COSA FARE:
Prosegui il brano sull'annuncio del Vangelo, ripartendo dopo la sua ultima frase.

===== PARTE DEL TESTO =====

Per questo Gesù mette alle radici stesse della Chiesa il mandato: «Andate in tutto il mondo e proclamate il Vangelo ad ogni creatura» (Mc 16,15); e San Paolo lo conferma quando dice, parlando del suo apostolato: “Non posso farne a meno, e guai a me se non annuncio Cristo” (cfr 1Cor 9,16). Non c’era posto per la tristezza, ha voluto andare avanti. Guai a noi se non annunciamo Cristo! Perciò vi incoraggio ad andare avanti nella direzione indicata dal vostro carisma: “Portare lo Spirito vivo di Cristo dappertutto”. Lo Spirito “vivo” di Cristo è quello che conquista il cuore, che non ti fa stare seduto in poltrona, ma ti fa uscire verso i fratelli, con lo zaino leggero e lo sguardo pieno di carità. Portate questo Spirito dappertutto, non escludendo nessuno e aprendosi anche a nuove forme di apostolato, in un mondo che cambia e che ha bisogno di menti flessibili e menti aperte, di cammini di ricerca condivisi, per individuare i modi adatti a trasmettere l’unico Vangelo di sempre.

===== MATERIALE DI STUDIO =====

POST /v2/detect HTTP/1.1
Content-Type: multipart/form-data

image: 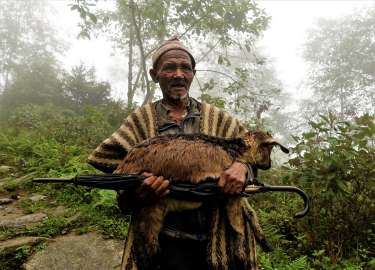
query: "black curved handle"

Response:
[244,184,310,218]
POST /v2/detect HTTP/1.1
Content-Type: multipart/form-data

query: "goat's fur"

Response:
[115,131,285,269]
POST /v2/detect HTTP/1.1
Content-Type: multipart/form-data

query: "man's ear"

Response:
[149,68,159,83]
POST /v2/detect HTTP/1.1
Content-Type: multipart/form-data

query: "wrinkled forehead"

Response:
[156,49,193,68]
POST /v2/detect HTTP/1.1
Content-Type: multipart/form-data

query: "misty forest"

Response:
[0,0,375,270]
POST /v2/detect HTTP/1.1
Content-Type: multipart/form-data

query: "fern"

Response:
[284,256,307,270]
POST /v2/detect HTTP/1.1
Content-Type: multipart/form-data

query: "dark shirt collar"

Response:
[155,97,201,127]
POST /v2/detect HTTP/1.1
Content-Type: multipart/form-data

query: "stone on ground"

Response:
[0,213,47,228]
[24,233,124,270]
[0,237,48,254]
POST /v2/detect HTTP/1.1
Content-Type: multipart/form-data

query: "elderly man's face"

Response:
[150,50,195,101]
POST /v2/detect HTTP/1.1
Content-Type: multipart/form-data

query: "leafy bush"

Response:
[287,114,375,263]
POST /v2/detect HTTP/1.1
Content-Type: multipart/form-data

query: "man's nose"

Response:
[174,68,185,78]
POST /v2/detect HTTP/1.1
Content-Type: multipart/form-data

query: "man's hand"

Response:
[136,173,169,204]
[218,161,247,194]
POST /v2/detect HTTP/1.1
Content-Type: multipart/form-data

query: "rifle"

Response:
[33,174,310,218]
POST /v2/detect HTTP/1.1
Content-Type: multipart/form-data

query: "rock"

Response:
[0,237,48,254]
[0,213,47,228]
[0,198,14,205]
[29,194,47,202]
[24,233,124,270]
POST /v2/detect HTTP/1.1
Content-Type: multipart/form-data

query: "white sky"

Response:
[54,0,375,102]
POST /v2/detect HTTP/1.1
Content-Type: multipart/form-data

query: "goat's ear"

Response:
[263,138,289,154]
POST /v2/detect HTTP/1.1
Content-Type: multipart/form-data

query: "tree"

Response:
[304,7,375,119]
[72,0,268,107]
[62,64,111,110]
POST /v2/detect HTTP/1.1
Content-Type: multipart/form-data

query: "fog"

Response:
[0,0,375,270]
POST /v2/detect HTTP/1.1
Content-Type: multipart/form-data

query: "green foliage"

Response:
[288,114,375,262]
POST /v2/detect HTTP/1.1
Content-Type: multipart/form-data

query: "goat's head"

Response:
[241,131,289,170]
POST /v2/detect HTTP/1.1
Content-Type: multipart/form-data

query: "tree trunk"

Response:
[129,0,154,104]
[127,24,136,110]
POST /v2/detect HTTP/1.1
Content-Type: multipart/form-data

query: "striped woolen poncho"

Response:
[88,103,246,172]
[89,100,265,270]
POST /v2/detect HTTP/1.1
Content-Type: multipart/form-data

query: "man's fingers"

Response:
[155,180,169,196]
[142,175,157,186]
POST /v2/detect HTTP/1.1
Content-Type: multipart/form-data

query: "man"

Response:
[89,38,264,270]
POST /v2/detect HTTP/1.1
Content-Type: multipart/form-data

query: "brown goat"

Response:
[115,132,287,256]
[117,131,288,183]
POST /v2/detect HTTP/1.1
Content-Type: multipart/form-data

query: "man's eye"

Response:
[163,65,175,70]
[181,66,193,71]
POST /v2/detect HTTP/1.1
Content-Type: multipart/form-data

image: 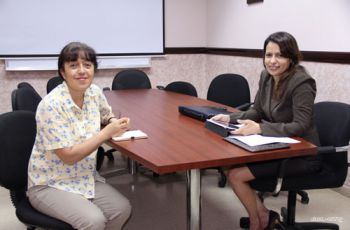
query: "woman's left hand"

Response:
[231,120,261,136]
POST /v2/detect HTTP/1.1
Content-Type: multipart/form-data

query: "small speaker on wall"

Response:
[247,0,264,4]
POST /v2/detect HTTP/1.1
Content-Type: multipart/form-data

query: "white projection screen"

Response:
[0,0,165,58]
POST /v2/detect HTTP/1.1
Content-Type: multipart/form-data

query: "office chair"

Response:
[17,81,34,89]
[241,101,350,229]
[207,73,252,110]
[207,73,252,187]
[46,76,63,94]
[112,69,152,90]
[11,85,41,112]
[0,111,73,230]
[157,81,198,97]
[104,69,152,174]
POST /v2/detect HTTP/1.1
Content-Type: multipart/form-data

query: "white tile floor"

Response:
[0,152,350,230]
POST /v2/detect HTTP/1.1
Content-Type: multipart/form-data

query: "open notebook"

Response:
[112,130,148,141]
[224,134,299,152]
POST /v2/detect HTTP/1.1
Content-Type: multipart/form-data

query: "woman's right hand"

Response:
[210,114,230,123]
[101,117,130,140]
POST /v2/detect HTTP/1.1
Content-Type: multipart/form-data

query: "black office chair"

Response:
[0,111,73,230]
[17,81,35,90]
[207,73,252,187]
[101,69,152,172]
[207,73,252,110]
[157,81,198,97]
[112,69,152,90]
[46,76,63,94]
[241,102,350,229]
[11,86,41,112]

=====

LA RISPOSTA:
E con questo veniamo al terzo punto: «correre come pazzi» – che non è lo stesso di pazzi che corrono, è differente – cioè il coraggio creativo. Non si tratta tanto di elaborare tecniche sofisticate di evangelizzazione, quanto piuttosto, come dice San Paolo, di farsi «tutto per tutti, per salvare a ogni costo qualcuno» (1Cor 9,22), di non fermarsi di fronte alle difficoltà e di guardare oltre gli orizzonti dell’abitudine e del quieto vivere, del “si è sempre fatto così”. Sant’Antonio Maria questo coraggio l’ha avuto, dando vita a istituzioni nuove per la sua epoca: una congregazione di riforma del clero in un tempo in cui tanti ecclesiastici si erano abituati a una vita comoda e agiata; una congregazione religiosa femminile non claustrale, dedita all’evangelizzazione, in un tempo in cui per le donne la vita consacrata era prevista solo in clausura; una congregazione di laici missionari attivamente coinvolti nell’annuncio, in un tempo in cui dominava un certo clericalismo. Erano tutte realtà nuove – è stato creativo, ma con la fedeltà al Vangelo –, queste realtà non c’erano prima: il Fondatore ha capito che potevano essere utili per il bene della Chiesa e della società, e per questo le ha inventate e le ha difese di fronte a chi non ne capiva il senso e l’opportunità, fino al punto di venire a renderne conto a Roma. E anche in questo c’è un insegnamento importante, perché non ha esercitato la sua creatività al di fuori della Chiesa: lo ha fatto dentro di essa, accettando le correzioni e i richiami, cercando di spiegare e illustrare le ragioni delle sue scelte e custodendo la comunione nell’obbedienza.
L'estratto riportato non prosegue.